-- Document excerpt --
* Begin *
Liz’s inspiring piece formed her stretch of the run and now it’s on to me to keep up the momentum…
Hope is a fragile thing. It’s like a dandelion seed, it might just float by at any time, and just as quickly be swept away. Hope is different for everyone, like the dandelion seed, one man’s hope is another man’s hayfever.
Sadly, when you’re at your lowest, hope seems incredibly difficult to find. When it does appear you almost want to cling to it, it’s quite a fragile feeling but one you want to keep. So I went a step further and built a house for it, a house where hope lives…
…well actually more of a bungalow…
During my recovery from anxiety, I use a variety of relaxation techniques to help calm my mind. I started with downloaded ones from the Mental Health Foundation and gradually started to create ones of my own, taking bits I liked from the various approaches. I’d start by listening to my breathing for a few minutes, trying to focus on feeling the breath move in and out, a technique many will be familiar with. When I felt a bit more relaxed I’d then imagine myself in a house. I’d try to imagine it in as much detail as possible, including sights, sounds, smells and feelings. This may all sound odd to others but it was a way to experience positive feelings again when it seemed almost impossible to do so. I created places and objects for these feelings;
A big ceramic jug was filled with ‘looking forward to’ juice – I’d top it up with thoughts of things I could look forward to, even a glimpse of this feeling could be added. It soon filled, a drop or two at a time. I’d imagine carrying it around, big and full and heavy, sloshing about. Then I’d pour myself a glass and enjoy those feelings again. A square box with a slot in the top was my “yes” box. I’d think of things I’d said “yes” to or been positive about, imagine writing them on a card, along with all the positives that came with them and then pop them in the box. A vase of lilies sat on a table, with a magnifying glass attached to the vase by a piece of string. This was my ‘beauty magnifying glass’ to allow me to see the beauty I was missing out on by being filled with anxiety.
In the middle of the room, abseiling from a light fitting, was a ‘no rush’ spider, just hanging there enjoying the view. He reminded me to slow down and just take things in. The house had big windows looking out over a magnificent view, above each window was written “The Bigger Picture“. Rooms were decorated with pictures of family and friends and nice moments captured to see. One picture, in particular, had pride of place, it showed two hands, cupped together holding water. Beneath it, a little plaque read,
“These hands are full with nice feelings, but you can’t keep hold of them, they slip through your fingers. Just remember your hands have been full and will be again“
When I struggled to be positive or feel any hope, the house was a place where I could go during my relaxation and access those feelings again, dwell on the positives, immerse myself in them and start to feel hope again. I enjoyed being creative too, each visit I would discover something new to cherish, something else to add.
* End *
-- What the exercise asks --
Carry on the passage about the imagined house where hope lives, starting right after its last sentence.

-- Data entries --
* Begin *
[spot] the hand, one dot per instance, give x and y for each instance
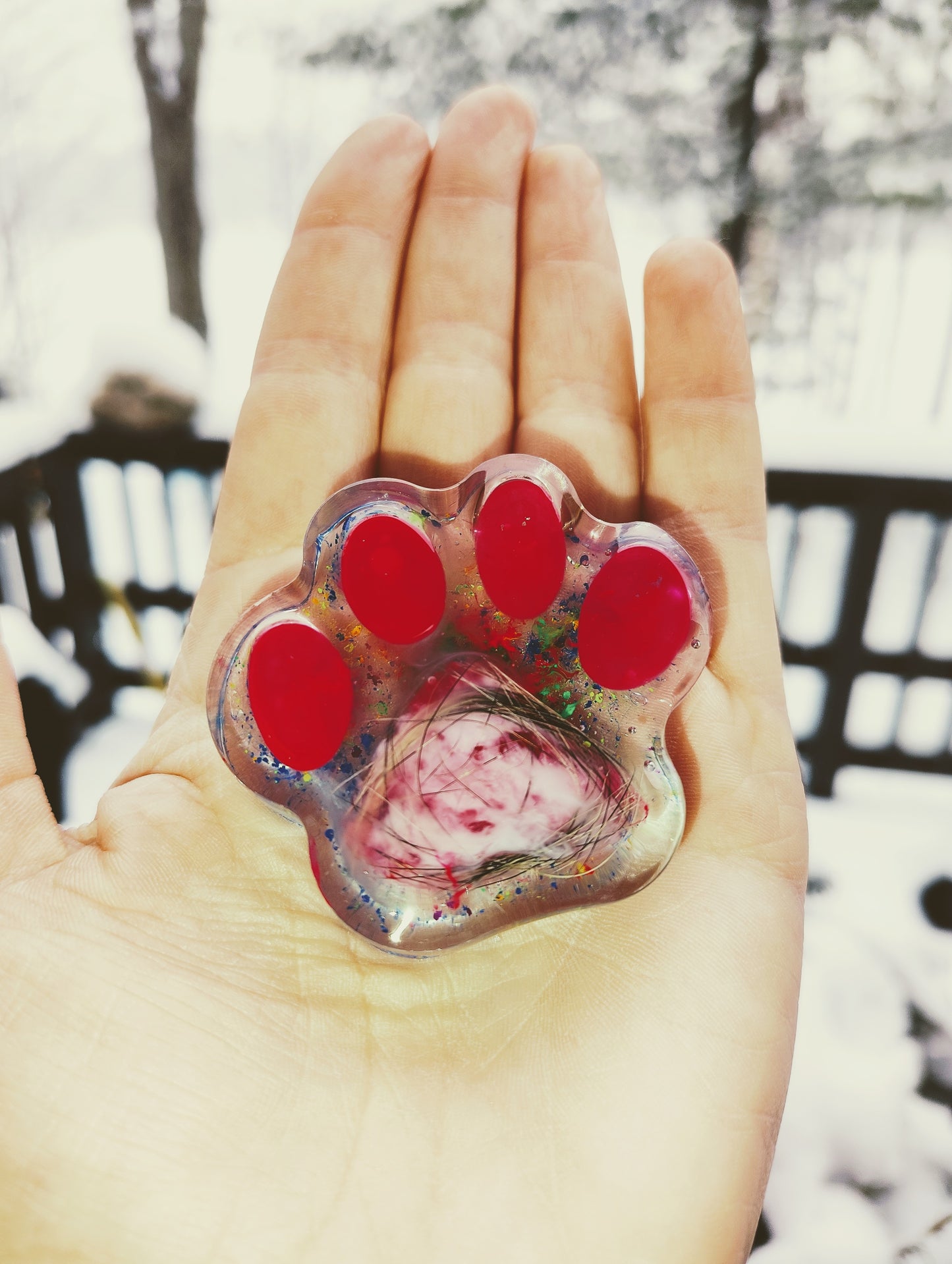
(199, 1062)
* End *
* Begin *
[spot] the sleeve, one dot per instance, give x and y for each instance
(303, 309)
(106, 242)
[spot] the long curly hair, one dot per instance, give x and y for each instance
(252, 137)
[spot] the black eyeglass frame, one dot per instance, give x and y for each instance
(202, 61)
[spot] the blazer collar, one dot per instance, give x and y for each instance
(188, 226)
* End *
-- Response to the exercise --
Another part of this relaxation was acknowledging another ‘house’ in my mind. Over the road was a broken-down, dilapidated wreck of a house. It was here that I kept the negative feelings that came with my anxiety. The garden was overgrown with ‘worry weeds’ – thick vines that wrapped around your ankles and dragged you down into worry. When you struggled free of one, another would take hold. Inside was murky, dark and dank. A tiny dirty window restricted my view of the world, so I only saw grey. The walls were covered in graffiti that almost seemed to glow, insisting you saw negative thoughts and reacted to them. It was a place of ‘urgency’ a need to worry now. A place of ‘worst-case scenario’. A place where I felt I couldn’t cope.
It might sound odd then that as part of my relaxation I chose to visit this place. At first, it would just be a few minutes, then I grew in confidence. In time I could imagine myself strolling over to the house, planting a deck chair in the middle of the room and just sitting there, in the middle of all those feelings, quite comfortable, at ease with them. So much of my anxiety was trying to avoid negative feelings, it was important to let myself experience them. Then finally I sat in the house, kicked away a weed and decided, “it’s time I redecorated!“
My relaxation techniques were hugely helpful and if you’re struggling with your mental health you may find you can create a place for your positive feelings too, no matter how small or distant those feelings might seem at the moment. Even if they are memories from the past, they can help you find hope for the future.
My leg of this blog relay is over I’m reaching out the baton… Who’d like to take it on? Sophie – @tufftybluey? Hallie – @AGirlWhoListens? Louise – @Feinics11? @Smile__Epidemic
Wow…this is such a beautiful post, and what great exercises for reflection! Thanks so much for participating!
Thanks for your nice comments, glad you liked it!
Tom, I just love this post.
The methods you used to lessen your anxiety are so interesting! Is this a form of psychosynthesis?
Thanks Liz, I’m not sure if it’s psychosynthesis (as I don’t really know what that is!).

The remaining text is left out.